- THE EXERCISE -
Switch every "turmeric root" to "ginger root" in the rows that start with the line containing "detect sparks from firework | bbox" and go on through the line containing "(458, 321), (508, 440)". Reproduce only those lines, with everything else unchanged.

- LISTING -
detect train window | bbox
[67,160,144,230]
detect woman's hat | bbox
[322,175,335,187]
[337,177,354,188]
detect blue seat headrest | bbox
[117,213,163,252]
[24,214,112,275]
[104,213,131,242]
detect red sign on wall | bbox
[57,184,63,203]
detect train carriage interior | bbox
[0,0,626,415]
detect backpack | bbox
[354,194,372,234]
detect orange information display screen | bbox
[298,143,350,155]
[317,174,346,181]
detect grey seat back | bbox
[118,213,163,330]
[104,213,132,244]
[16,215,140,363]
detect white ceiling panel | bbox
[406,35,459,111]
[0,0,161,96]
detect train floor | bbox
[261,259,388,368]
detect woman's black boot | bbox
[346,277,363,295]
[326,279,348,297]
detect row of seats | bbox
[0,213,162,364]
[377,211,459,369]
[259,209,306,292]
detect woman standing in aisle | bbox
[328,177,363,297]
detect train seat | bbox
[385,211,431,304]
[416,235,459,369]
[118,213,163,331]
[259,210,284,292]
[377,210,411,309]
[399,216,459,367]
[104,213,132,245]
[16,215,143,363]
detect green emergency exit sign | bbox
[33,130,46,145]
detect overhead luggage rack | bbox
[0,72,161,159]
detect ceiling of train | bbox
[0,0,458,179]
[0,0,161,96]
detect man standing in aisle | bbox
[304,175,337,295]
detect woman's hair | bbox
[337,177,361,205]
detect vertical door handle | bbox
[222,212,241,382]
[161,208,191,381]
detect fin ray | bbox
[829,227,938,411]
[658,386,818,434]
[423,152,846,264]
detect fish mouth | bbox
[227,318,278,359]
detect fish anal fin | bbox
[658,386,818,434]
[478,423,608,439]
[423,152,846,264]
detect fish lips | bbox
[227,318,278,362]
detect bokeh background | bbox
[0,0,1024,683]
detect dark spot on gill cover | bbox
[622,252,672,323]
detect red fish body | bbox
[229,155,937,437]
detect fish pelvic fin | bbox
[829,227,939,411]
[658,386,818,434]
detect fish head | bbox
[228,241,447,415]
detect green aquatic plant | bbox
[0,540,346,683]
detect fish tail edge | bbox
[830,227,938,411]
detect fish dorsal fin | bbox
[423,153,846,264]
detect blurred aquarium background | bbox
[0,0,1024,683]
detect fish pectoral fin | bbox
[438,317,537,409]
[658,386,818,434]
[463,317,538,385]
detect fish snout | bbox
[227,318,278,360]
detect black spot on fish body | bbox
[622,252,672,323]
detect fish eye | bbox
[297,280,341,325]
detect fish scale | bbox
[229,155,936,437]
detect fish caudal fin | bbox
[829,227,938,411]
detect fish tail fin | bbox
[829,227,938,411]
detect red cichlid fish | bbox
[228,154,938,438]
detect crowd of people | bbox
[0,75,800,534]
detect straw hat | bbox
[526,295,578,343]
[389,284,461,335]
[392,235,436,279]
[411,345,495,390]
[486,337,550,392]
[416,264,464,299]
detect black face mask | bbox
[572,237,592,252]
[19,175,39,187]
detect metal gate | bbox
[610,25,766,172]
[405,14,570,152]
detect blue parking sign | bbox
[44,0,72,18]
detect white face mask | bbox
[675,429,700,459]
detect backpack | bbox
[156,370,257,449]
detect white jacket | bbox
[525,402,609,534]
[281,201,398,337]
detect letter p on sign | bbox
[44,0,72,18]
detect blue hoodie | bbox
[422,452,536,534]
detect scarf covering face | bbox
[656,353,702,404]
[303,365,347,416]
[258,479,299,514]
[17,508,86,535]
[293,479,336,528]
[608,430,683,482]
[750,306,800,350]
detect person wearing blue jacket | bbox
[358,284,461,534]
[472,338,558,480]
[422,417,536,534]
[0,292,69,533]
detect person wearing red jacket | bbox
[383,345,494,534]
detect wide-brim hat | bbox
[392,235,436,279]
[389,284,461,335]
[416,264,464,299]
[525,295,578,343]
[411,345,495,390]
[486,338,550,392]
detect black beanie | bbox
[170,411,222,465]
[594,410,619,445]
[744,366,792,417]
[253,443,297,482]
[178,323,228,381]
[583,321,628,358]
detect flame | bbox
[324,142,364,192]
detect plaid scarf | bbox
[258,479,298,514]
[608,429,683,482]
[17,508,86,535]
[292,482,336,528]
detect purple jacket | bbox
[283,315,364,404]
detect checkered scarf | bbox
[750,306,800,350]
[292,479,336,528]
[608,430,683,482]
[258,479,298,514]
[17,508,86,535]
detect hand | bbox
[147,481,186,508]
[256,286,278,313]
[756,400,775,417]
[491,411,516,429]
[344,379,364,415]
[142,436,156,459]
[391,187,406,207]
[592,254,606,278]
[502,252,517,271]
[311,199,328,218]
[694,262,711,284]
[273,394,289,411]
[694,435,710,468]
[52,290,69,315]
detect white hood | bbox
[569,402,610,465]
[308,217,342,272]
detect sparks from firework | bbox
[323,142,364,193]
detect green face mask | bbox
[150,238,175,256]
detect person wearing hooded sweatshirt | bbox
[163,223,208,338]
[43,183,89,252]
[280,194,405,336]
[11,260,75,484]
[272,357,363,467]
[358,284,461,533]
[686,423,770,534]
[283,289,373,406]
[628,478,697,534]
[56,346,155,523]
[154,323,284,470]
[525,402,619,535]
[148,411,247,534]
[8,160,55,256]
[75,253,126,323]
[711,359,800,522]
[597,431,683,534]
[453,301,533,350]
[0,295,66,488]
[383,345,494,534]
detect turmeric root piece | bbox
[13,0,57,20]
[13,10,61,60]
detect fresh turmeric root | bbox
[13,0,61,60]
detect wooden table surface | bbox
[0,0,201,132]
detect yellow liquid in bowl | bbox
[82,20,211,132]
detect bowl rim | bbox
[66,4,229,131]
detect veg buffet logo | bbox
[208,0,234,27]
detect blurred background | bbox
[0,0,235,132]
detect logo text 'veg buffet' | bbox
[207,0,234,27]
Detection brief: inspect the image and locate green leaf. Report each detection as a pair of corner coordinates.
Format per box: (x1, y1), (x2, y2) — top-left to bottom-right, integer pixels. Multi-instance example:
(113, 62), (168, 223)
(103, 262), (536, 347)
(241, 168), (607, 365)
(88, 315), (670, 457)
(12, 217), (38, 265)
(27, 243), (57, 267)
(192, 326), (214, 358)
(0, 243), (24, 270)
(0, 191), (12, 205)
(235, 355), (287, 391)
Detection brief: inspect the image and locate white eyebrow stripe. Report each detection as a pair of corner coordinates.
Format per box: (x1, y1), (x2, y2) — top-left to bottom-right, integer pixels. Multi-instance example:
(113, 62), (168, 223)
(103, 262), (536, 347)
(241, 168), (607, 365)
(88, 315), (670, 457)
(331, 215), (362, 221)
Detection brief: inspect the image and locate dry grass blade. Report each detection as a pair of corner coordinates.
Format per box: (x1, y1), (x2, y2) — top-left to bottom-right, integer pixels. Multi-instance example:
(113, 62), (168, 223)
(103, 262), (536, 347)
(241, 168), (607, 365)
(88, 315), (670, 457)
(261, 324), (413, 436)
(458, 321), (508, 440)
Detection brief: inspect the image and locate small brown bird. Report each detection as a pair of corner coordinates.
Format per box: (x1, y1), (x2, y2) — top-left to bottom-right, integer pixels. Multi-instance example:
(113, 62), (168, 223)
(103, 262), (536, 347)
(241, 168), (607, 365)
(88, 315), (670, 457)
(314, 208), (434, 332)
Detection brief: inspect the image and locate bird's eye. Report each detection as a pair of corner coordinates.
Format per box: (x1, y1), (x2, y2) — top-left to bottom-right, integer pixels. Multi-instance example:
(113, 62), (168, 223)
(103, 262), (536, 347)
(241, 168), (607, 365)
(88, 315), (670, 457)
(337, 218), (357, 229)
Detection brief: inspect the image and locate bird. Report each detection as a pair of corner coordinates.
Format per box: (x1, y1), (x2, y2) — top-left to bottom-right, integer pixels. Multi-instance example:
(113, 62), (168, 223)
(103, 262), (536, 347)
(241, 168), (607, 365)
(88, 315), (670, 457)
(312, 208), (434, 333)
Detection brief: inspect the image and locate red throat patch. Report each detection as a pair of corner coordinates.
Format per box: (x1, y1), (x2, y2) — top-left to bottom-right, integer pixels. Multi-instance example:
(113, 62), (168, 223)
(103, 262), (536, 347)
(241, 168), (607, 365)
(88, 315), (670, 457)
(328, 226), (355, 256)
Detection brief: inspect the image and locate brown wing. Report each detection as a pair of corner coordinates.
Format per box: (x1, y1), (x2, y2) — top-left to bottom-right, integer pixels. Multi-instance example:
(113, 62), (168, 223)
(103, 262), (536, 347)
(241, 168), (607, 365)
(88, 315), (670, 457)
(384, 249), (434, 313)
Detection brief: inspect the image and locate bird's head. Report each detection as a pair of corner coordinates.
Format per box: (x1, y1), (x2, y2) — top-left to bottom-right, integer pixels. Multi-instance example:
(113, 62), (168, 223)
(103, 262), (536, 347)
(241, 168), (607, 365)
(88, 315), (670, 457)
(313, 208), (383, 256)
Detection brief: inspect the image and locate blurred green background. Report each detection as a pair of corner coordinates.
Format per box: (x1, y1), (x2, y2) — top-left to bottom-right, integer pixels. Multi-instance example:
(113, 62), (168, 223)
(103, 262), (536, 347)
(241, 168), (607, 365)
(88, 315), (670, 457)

- THE RESPONSE -
detect sparks from firework | bbox
[323,142,364,193]
detect green face mask | bbox
[150,238,175,256]
detect person wearing hooded sweatshirt | bbox
[163,223,208,338]
[43,183,89,252]
[280,194,405,336]
[11,260,75,484]
[272,357,363,467]
[358,284,461,533]
[686,423,770,534]
[283,289,373,406]
[628,478,697,534]
[56,346,155,523]
[154,323,284,470]
[525,402,619,535]
[148,411,247,534]
[8,160,55,256]
[75,253,126,323]
[711,359,800,522]
[597,431,683,534]
[453,301,533,350]
[0,295,66,488]
[383,345,494,534]
detect ginger root piece | bbox
[13,0,57,20]
[13,10,61,60]
detect fresh ginger root | bbox
[13,0,61,60]
detect wooden table surface | bbox
[0,0,201,132]
detect yellow liquid in bowl | bbox
[82,20,211,132]
detect bowl rim | bbox
[66,4,229,131]
detect veg buffet logo | bbox
[208,0,234,27]
detect blurred background | bbox
[0,0,235,132]
detect logo text 'veg buffet' | bbox
[207,0,234,27]
Detection brief: inspect the image and locate green leaf. Report each detection as a pair of corner coordinates.
Format per box: (x1, y1), (x2, y2) — top-left to bottom-right, integer pixels. Multi-instance example:
(113, 62), (168, 223)
(103, 262), (536, 347)
(241, 168), (607, 365)
(88, 315), (670, 457)
(12, 217), (38, 265)
(27, 243), (57, 267)
(192, 326), (214, 358)
(0, 243), (24, 270)
(0, 191), (12, 205)
(235, 355), (287, 391)
Detection brief: inspect the image and locate white eyebrow stripe. Report each detection as a pair of corner coordinates.
Format per box: (x1, y1), (x2, y2) — top-left to bottom-right, integer pixels. Multi-instance example:
(113, 62), (168, 223)
(103, 262), (536, 347)
(241, 168), (607, 365)
(88, 315), (670, 457)
(331, 215), (362, 221)
Detection brief: inspect the image and locate dry grass blade. Report each detection as a pair of corner coordinates.
Format per box: (x1, y1), (x2, y2) — top-left to bottom-right, integer pixels. Multi-instance example:
(113, 62), (168, 223)
(103, 262), (536, 347)
(241, 168), (607, 365)
(88, 315), (670, 457)
(261, 324), (413, 436)
(458, 321), (508, 440)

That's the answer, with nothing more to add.